## PROVIDED RECORDS
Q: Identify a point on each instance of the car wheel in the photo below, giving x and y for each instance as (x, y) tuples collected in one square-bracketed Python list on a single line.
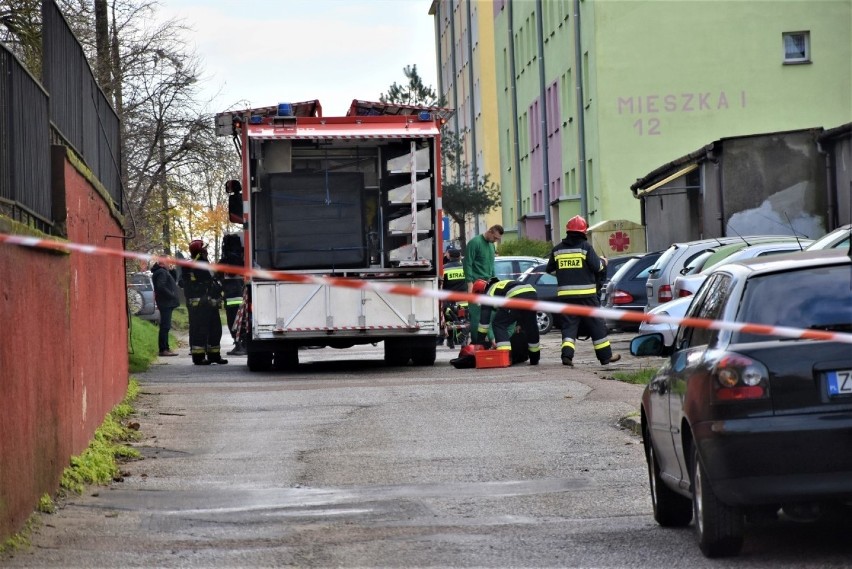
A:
[(670, 508), (719, 527), (544, 321)]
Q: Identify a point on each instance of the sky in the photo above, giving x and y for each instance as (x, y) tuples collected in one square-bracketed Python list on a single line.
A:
[(258, 53)]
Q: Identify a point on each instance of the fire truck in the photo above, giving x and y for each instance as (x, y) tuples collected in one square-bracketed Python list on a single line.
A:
[(352, 197)]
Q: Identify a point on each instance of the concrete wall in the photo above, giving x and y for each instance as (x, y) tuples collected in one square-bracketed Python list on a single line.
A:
[(63, 354)]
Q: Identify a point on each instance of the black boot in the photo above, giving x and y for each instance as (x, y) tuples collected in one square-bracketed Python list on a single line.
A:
[(216, 359), (198, 359)]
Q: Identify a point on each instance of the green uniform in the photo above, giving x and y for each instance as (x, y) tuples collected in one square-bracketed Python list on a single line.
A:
[(478, 264)]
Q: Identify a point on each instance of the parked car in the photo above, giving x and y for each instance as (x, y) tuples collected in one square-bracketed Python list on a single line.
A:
[(545, 287), (140, 296), (512, 266), (686, 285), (738, 423), (838, 238), (658, 288), (626, 289), (676, 309)]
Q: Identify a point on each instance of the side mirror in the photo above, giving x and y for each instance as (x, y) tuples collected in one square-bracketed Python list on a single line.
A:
[(648, 345)]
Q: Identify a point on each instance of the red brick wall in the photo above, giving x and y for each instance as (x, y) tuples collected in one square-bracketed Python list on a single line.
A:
[(63, 351)]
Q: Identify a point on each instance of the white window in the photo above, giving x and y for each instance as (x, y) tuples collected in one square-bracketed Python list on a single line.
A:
[(797, 47)]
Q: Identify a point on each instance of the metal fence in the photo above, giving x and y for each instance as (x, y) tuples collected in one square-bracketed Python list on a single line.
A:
[(25, 193), (77, 109)]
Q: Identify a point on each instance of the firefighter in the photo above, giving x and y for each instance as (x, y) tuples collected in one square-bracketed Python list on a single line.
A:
[(203, 301), (505, 318), (453, 311), (232, 285), (578, 269)]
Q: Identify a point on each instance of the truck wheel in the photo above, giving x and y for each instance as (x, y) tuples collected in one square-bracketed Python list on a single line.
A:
[(259, 361), (424, 354), (398, 353), (287, 359)]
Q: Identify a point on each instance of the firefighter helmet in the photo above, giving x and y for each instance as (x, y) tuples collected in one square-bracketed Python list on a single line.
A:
[(479, 286), (578, 224), (196, 246)]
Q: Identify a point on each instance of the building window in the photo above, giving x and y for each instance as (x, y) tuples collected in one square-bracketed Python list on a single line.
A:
[(797, 47)]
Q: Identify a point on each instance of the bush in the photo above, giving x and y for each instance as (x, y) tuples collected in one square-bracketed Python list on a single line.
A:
[(526, 247)]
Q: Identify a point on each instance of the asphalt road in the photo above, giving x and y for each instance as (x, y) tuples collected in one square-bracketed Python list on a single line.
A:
[(349, 463)]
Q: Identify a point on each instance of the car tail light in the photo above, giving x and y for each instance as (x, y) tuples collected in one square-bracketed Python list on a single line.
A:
[(621, 297), (740, 377)]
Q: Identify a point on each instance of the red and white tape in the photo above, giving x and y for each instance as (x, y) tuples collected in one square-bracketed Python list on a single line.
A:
[(519, 304)]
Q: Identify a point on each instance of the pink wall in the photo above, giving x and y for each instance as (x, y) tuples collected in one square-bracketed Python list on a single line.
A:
[(63, 351)]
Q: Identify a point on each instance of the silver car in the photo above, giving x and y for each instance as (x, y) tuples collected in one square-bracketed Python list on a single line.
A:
[(140, 297)]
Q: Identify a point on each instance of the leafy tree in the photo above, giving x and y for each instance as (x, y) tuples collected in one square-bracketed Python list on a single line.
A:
[(468, 194), (414, 92)]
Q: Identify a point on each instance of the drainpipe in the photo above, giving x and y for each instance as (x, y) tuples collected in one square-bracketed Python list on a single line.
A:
[(474, 167), (516, 159), (543, 98), (830, 181), (581, 128)]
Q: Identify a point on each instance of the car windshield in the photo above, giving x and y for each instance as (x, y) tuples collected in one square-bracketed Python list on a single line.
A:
[(818, 298), (655, 271), (624, 270), (828, 241)]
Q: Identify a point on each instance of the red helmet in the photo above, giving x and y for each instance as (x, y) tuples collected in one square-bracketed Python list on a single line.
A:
[(196, 246), (578, 224), (479, 286)]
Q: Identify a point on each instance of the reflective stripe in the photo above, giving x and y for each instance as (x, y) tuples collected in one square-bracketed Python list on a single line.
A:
[(520, 290), (576, 291)]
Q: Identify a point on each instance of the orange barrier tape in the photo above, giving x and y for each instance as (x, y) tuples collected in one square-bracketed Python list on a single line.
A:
[(537, 305)]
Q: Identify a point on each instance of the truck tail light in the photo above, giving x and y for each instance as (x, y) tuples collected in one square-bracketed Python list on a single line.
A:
[(740, 377), (621, 297)]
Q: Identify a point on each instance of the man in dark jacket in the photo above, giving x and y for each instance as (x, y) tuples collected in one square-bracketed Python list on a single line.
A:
[(505, 318), (203, 301), (167, 299), (577, 269)]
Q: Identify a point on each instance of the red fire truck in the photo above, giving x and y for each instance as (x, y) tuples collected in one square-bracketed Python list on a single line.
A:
[(357, 196)]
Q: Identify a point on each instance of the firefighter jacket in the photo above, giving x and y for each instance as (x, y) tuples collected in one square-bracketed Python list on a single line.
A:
[(507, 289), (577, 267), (232, 285), (201, 288), (454, 277)]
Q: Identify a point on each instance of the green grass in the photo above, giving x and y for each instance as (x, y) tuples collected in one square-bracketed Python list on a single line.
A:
[(144, 345), (98, 464), (640, 377)]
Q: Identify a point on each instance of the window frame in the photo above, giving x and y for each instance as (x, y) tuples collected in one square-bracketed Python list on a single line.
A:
[(806, 57)]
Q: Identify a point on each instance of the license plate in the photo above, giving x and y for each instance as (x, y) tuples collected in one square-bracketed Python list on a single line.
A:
[(840, 382)]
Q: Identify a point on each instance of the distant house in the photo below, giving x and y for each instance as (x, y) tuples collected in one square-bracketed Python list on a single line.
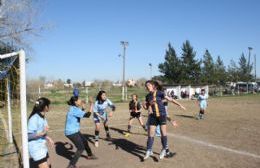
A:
[(131, 83), (48, 85), (117, 84), (68, 85)]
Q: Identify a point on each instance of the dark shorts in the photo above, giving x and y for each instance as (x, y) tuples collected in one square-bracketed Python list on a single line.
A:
[(135, 114), (35, 164), (153, 120)]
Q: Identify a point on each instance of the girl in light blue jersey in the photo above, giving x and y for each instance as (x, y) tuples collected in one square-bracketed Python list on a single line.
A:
[(100, 114), (37, 134), (72, 129), (202, 100)]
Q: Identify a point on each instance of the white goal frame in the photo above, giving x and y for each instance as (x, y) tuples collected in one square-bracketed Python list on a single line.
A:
[(25, 153)]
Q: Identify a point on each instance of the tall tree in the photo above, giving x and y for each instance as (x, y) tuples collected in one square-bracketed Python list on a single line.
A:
[(17, 21), (245, 69), (208, 69), (220, 72), (171, 68), (191, 70)]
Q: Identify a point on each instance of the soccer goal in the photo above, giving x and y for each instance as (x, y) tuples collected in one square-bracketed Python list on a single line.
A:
[(13, 99)]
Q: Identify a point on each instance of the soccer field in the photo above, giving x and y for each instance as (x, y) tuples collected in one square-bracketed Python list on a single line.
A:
[(227, 137)]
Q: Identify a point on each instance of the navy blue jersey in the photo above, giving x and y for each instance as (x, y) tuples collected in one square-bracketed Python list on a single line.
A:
[(155, 100)]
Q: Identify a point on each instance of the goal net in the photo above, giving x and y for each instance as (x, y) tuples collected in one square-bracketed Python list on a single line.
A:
[(13, 109)]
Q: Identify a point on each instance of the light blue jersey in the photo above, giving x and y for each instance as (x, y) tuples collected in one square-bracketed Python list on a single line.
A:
[(72, 125), (101, 110), (37, 147), (203, 101)]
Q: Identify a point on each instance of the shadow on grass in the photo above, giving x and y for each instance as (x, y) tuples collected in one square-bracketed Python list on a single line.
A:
[(185, 116)]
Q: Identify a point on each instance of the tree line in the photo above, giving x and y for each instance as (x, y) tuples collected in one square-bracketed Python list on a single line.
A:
[(187, 69)]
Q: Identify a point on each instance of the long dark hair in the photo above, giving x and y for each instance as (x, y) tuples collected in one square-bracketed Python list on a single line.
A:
[(99, 98), (72, 101), (39, 105), (157, 85)]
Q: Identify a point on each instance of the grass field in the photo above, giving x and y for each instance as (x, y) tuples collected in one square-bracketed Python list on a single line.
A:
[(228, 137)]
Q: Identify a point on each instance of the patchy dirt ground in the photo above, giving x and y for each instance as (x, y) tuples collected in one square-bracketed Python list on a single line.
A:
[(229, 136)]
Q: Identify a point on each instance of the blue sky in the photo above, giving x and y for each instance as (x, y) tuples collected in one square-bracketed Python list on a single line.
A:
[(84, 42)]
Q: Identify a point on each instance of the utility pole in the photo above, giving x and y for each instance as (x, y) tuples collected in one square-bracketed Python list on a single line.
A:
[(255, 67), (124, 44), (151, 70)]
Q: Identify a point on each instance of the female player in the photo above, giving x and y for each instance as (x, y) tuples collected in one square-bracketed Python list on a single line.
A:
[(202, 100), (157, 116), (72, 129), (37, 134), (100, 114), (135, 112)]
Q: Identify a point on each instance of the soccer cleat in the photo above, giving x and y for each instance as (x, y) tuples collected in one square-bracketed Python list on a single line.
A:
[(108, 136), (170, 154), (162, 154), (92, 157), (96, 144), (148, 154)]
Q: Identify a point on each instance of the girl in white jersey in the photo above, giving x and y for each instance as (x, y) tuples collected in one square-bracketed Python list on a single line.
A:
[(202, 100), (100, 114)]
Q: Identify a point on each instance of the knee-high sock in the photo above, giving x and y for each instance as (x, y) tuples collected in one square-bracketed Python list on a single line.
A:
[(164, 142), (150, 143)]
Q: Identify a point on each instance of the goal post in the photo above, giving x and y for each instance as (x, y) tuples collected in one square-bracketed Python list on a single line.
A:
[(23, 105)]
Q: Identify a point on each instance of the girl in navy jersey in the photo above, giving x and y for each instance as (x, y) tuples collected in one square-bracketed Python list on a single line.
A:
[(135, 112), (157, 116)]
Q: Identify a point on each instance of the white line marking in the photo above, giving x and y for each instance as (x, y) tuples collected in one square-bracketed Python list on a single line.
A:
[(213, 146)]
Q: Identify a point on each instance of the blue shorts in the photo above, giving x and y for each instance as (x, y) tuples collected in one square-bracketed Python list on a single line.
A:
[(98, 119)]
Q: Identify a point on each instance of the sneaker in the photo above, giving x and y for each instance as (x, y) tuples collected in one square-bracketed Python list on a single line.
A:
[(92, 157), (96, 144), (162, 154), (108, 136), (198, 117), (148, 154)]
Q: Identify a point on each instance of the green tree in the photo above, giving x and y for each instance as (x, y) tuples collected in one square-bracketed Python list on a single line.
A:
[(244, 69), (171, 68), (191, 70), (220, 72), (208, 69)]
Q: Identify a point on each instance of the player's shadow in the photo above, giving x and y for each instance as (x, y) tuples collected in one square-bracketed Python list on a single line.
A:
[(65, 149), (185, 116), (128, 146)]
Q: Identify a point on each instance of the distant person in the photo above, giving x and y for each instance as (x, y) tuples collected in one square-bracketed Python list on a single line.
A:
[(37, 134), (135, 112), (72, 129), (157, 116), (100, 114), (76, 92), (202, 100)]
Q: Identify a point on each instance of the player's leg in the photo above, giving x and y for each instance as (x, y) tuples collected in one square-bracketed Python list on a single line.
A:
[(130, 123), (77, 141), (164, 140), (97, 130)]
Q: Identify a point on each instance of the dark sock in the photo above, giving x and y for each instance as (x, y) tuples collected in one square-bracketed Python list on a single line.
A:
[(150, 143), (164, 141)]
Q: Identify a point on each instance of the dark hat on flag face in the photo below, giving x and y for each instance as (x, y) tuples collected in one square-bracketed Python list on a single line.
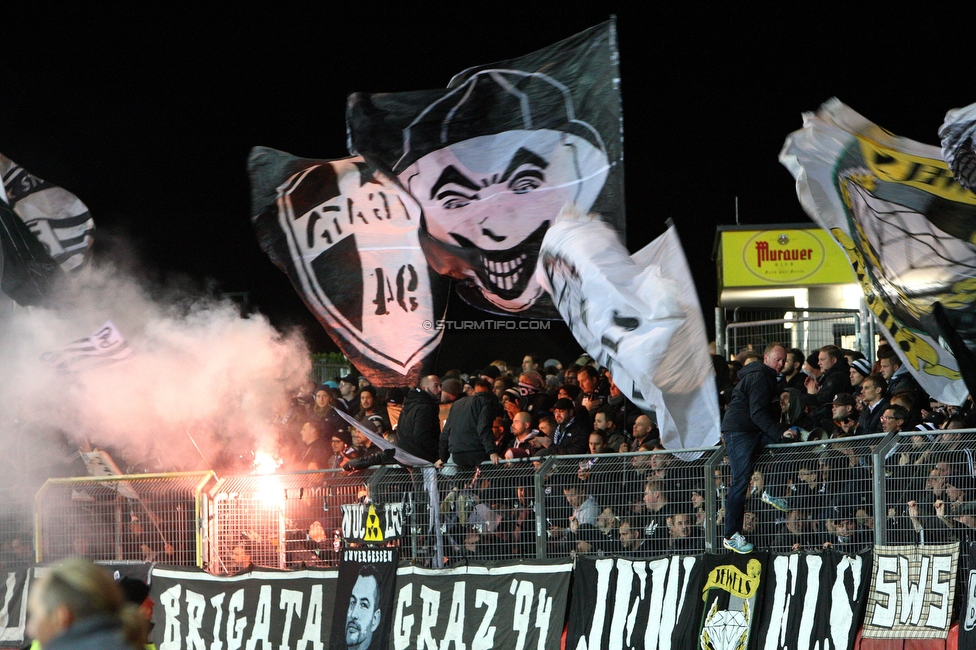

## GIVEN REQUEST
Rewrite the data from its first line through the line containing "[(352, 197)]", replacing "fire truck" with "fire engine" and leaving everything else unchanged. Omit the pictures from your answer.

## EXERCISE ANSWER
Q: Identify a point on each instance of the car wheel in the photo below, giving x and y for each instance as (x, y) tuples collected in one square-bracketed Python list on a single line.
A:
[(670, 508), (719, 527), (544, 321)]
Q: Identify a point on each instance of the sky in the photo above, giving x and y for each instance as (x, y) tuples collected in one square-bracketed Python list on a single line.
A:
[(258, 53)]
Q: Identify a point on each instance of the fire engine in the photo above, giving x and y for each instance as (x, y) tuples collected in one square-bracketed Python list on a single line.
A:
[(352, 197)]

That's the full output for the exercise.